- Problem statement: Copy out exactly the lines from the one containing "snow-capped mountain ->" to the end of the records below, both included, and nothing else.

═══ Source data ═══

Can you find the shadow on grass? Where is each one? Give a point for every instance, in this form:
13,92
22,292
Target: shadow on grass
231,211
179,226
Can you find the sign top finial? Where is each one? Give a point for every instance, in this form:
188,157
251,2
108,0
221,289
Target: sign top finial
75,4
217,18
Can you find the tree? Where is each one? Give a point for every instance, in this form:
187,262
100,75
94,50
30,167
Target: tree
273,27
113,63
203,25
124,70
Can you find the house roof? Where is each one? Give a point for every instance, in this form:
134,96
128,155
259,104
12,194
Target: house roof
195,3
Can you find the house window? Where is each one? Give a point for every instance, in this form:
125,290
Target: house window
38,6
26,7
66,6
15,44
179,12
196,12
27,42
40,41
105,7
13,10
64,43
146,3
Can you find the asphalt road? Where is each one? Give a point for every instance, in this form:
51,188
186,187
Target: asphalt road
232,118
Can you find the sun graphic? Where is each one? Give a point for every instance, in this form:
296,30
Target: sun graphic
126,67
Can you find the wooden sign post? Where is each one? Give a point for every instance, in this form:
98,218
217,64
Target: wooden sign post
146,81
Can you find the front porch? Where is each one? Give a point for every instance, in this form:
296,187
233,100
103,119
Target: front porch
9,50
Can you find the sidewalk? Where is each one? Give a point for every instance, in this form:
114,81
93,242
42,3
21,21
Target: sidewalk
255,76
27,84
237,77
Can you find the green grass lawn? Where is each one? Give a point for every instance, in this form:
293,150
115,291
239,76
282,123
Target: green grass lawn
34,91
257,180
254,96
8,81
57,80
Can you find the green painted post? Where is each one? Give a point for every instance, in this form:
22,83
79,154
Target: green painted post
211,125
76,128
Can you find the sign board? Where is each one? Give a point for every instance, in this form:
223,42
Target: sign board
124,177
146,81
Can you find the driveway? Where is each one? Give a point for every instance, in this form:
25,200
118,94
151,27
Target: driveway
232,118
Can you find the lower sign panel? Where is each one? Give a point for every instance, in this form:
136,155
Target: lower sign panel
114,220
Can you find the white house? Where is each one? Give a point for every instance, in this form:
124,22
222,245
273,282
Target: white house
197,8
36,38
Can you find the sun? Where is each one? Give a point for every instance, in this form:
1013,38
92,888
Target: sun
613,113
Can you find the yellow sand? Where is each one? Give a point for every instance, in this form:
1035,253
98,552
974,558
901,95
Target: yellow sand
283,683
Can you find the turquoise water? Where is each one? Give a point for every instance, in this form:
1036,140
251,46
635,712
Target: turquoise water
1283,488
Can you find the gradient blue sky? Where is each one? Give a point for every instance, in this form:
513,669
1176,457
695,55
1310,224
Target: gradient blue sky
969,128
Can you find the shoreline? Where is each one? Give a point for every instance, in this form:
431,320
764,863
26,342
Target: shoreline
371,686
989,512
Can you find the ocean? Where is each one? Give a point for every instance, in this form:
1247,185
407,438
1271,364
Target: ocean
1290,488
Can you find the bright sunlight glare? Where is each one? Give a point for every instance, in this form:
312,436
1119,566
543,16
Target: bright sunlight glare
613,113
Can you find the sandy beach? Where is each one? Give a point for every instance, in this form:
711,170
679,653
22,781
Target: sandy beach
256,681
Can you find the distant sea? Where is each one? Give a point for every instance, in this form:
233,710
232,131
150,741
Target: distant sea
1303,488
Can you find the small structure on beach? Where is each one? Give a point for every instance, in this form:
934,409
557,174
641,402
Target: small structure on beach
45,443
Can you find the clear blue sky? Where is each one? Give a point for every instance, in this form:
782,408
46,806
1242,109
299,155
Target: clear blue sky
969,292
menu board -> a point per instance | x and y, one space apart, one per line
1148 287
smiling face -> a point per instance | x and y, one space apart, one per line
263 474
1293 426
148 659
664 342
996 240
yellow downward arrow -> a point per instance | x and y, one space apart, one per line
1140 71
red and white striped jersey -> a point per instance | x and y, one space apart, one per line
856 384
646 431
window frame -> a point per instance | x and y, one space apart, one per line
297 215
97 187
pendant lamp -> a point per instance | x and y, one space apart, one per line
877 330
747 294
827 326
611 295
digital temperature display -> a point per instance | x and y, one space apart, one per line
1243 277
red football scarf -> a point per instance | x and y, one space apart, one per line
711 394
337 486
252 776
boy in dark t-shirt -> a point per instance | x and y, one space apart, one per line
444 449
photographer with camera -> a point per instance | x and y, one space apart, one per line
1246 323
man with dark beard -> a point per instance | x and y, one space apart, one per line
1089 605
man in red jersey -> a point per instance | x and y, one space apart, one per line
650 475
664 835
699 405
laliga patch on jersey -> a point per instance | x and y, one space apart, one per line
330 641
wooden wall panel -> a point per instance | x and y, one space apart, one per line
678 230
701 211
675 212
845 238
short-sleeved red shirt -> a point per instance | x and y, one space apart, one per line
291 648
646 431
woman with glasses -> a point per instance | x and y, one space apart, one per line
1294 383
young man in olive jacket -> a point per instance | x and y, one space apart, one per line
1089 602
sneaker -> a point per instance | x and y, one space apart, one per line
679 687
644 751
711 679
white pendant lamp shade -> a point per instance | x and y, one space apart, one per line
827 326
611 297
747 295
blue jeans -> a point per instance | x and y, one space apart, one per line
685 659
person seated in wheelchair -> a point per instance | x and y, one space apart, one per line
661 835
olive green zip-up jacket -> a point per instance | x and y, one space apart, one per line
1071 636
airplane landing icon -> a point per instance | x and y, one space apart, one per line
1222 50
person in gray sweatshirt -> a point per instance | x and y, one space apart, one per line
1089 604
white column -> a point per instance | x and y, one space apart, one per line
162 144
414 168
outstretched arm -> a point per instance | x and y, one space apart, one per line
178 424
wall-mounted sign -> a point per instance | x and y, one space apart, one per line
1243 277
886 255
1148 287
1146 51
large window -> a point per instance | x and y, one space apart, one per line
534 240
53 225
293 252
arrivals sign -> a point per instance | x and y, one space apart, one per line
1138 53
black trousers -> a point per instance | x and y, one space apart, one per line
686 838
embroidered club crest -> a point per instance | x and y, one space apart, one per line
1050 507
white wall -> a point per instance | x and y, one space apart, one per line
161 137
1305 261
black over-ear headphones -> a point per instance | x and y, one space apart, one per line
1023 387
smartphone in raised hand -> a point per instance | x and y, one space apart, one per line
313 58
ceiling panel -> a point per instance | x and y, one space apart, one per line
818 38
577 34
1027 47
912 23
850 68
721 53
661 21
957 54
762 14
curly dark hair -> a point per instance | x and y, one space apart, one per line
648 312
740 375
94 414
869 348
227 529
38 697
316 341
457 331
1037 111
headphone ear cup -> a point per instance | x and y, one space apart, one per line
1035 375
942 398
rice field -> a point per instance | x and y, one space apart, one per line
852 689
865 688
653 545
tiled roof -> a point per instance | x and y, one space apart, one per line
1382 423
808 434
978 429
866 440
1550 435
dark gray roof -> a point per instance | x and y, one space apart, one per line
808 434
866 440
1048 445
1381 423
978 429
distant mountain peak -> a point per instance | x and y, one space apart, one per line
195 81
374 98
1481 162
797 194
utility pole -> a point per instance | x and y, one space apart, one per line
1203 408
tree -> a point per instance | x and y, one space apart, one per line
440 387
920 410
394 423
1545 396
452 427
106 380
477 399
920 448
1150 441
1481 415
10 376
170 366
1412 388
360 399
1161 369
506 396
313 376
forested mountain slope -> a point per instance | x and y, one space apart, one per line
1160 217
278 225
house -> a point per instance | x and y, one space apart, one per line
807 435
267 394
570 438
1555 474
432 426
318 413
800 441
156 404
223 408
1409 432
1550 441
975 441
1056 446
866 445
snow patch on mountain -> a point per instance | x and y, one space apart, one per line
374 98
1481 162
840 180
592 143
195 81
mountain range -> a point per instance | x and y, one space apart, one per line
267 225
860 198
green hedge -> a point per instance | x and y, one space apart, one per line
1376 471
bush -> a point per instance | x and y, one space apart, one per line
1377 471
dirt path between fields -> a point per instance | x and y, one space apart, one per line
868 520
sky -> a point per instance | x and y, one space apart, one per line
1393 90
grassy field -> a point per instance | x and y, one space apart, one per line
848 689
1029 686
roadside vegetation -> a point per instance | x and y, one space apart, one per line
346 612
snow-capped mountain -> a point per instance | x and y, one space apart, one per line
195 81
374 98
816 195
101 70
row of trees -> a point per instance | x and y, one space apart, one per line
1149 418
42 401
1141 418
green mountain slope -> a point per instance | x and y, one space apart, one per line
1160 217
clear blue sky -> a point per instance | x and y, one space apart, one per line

═══

- Solution to this problem:
snow-capped mountain -> a point per instance | x and y, one space apart, one per line
195 81
374 98
816 195
101 70
row of trees -> a point per instance | x and y, one space apart, one per line
1149 418
42 401
1141 418
green mountain slope -> a point per instance | x and y, one space apart, one per line
1160 217
clear blue sky -> a point per instance | x and y, one space apart, one per line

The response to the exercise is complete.